> TASK DIRECTIONS: Find each line in the entries below that contains the word "walking", and copy those lines out in full.

> SUPPLIED DATA:
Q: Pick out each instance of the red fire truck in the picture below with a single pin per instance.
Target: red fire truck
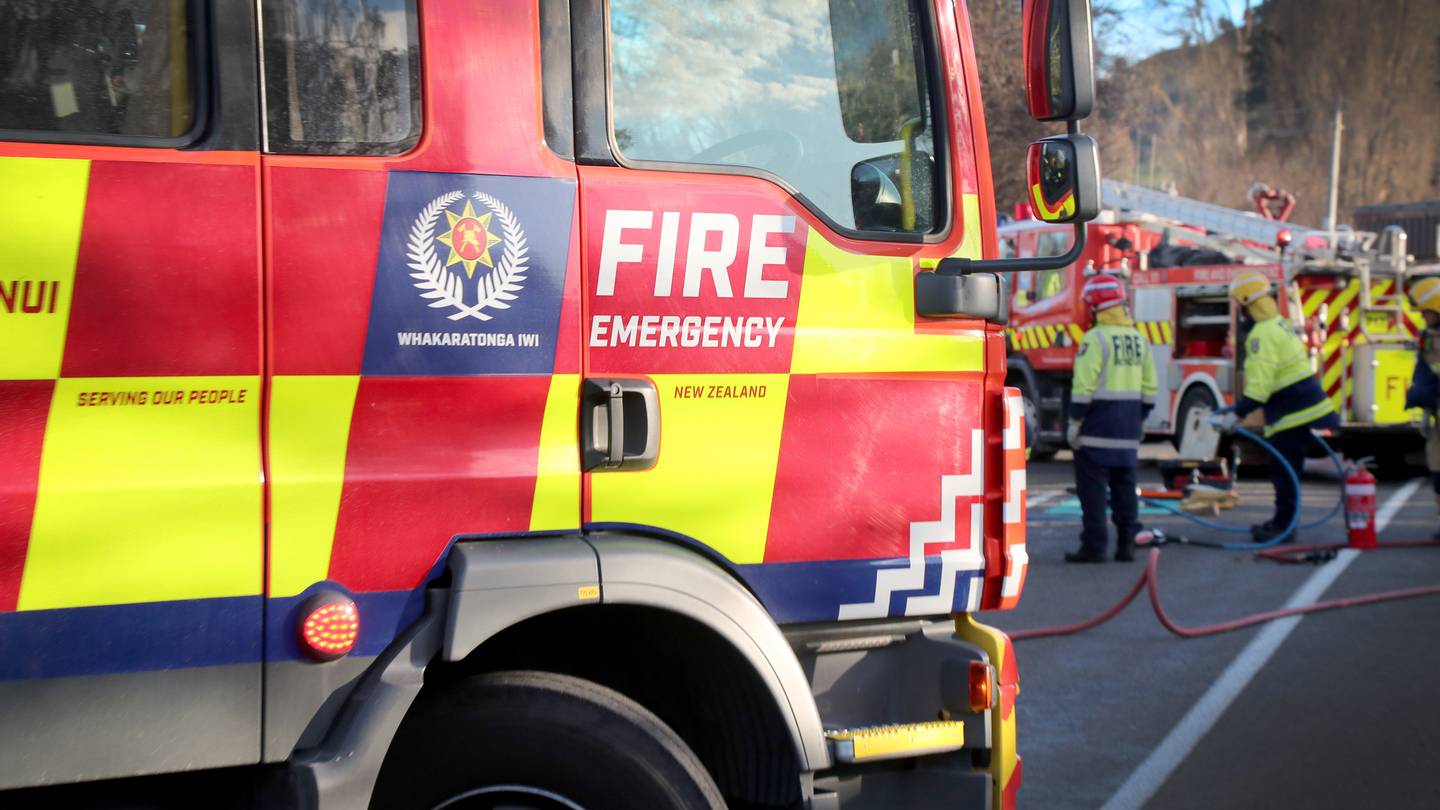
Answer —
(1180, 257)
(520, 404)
* * *
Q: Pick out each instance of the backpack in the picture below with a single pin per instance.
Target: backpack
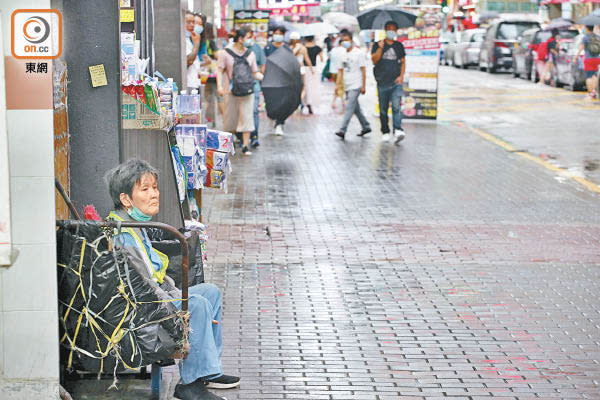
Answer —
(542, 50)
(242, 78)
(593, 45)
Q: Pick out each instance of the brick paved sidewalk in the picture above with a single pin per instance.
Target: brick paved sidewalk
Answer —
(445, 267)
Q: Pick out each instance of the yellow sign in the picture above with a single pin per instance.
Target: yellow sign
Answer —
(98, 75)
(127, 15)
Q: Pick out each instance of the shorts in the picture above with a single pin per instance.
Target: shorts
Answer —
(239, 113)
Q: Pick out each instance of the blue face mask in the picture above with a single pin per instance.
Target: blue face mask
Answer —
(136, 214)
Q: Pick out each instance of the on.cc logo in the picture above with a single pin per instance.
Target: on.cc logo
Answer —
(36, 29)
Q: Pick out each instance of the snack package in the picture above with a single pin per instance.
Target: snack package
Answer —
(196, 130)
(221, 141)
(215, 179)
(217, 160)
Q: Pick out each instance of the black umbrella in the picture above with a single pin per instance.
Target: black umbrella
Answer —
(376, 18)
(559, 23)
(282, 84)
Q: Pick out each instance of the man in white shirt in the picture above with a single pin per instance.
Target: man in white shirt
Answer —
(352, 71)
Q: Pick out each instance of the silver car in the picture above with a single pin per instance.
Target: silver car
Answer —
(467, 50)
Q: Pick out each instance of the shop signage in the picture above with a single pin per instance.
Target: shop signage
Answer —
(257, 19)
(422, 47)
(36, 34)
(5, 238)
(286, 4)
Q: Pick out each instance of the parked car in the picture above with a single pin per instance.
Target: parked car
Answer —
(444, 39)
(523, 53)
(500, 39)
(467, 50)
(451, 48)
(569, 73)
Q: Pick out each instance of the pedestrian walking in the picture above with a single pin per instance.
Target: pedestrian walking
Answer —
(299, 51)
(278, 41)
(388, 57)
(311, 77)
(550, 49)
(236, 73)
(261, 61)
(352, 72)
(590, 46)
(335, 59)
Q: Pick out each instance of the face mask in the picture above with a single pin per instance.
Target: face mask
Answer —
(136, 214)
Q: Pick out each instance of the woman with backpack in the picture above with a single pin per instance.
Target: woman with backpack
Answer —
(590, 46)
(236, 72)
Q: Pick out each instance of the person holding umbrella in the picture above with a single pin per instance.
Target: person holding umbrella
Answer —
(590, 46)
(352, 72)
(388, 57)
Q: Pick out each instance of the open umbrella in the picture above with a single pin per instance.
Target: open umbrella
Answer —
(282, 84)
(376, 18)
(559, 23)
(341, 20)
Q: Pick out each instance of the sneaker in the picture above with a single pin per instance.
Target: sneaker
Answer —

> ANSWER TO THIS PROBLEM:
Q: Pick out each instance of the pedestrian walking in the picture above with a single pin per instance.
Target: pedestrian walking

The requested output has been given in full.